START Dataset entries

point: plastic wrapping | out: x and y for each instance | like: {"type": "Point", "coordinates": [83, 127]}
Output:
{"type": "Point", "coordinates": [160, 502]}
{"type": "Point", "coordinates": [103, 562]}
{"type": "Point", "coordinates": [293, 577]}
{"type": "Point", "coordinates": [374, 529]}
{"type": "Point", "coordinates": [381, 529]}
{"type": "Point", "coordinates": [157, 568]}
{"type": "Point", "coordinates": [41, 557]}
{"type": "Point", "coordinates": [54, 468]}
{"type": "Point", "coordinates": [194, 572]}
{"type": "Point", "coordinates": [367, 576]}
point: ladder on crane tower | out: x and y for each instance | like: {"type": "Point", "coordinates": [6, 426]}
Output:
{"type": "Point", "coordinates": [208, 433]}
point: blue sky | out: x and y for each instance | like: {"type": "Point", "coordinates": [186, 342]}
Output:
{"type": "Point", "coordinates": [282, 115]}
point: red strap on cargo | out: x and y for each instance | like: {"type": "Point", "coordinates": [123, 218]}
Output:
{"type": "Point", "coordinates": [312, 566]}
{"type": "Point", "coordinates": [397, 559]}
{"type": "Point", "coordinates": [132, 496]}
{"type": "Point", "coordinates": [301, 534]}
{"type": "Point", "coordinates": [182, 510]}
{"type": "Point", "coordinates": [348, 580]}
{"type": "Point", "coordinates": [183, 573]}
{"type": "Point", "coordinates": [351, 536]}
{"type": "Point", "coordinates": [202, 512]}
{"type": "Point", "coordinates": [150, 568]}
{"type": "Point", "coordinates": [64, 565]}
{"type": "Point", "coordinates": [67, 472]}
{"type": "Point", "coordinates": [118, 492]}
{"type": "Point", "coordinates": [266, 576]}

END Dataset entries

● **Exercise task**
Please write out the items word for word, beginning at the line that has "point: blue sky" and stopping after the last line of the items.

● **Solution for this problem**
point: blue sky | out: x and y for each instance | like: {"type": "Point", "coordinates": [186, 342]}
Output:
{"type": "Point", "coordinates": [282, 115]}
point: red strap on cargo | out: x and y for each instance | like: {"type": "Point", "coordinates": [123, 218]}
Output:
{"type": "Point", "coordinates": [312, 566]}
{"type": "Point", "coordinates": [397, 559]}
{"type": "Point", "coordinates": [132, 496]}
{"type": "Point", "coordinates": [301, 534]}
{"type": "Point", "coordinates": [182, 510]}
{"type": "Point", "coordinates": [348, 580]}
{"type": "Point", "coordinates": [183, 573]}
{"type": "Point", "coordinates": [351, 536]}
{"type": "Point", "coordinates": [202, 512]}
{"type": "Point", "coordinates": [150, 568]}
{"type": "Point", "coordinates": [64, 565]}
{"type": "Point", "coordinates": [67, 472]}
{"type": "Point", "coordinates": [118, 492]}
{"type": "Point", "coordinates": [266, 576]}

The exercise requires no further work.